GOAL: Render every entry exactly as it appears.

Point-based annotation data:
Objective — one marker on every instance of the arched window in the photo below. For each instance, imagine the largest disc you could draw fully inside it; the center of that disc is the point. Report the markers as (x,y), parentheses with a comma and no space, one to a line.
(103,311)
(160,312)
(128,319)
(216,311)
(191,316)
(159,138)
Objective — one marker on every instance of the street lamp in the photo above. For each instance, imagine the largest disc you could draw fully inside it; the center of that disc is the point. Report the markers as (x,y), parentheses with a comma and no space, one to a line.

FINISHED EXERCISE:
Objective — one marker on every instance of the arched window in the photo below. For each instance, imagine the largest disc you could draw fully inside it; the center of that disc is the point. Report the markers as (x,y), parentheses with a comma and no space, one to a line.
(103,311)
(160,312)
(128,319)
(216,311)
(191,316)
(159,138)
Objective — one marker on every instance of the street lamp in the photo above. For each instance, imagine the largest disc you could draw fully inside it; the center of that disc is the point. Report the markers as (x,y), parentheses with a comma and no space, one to a line.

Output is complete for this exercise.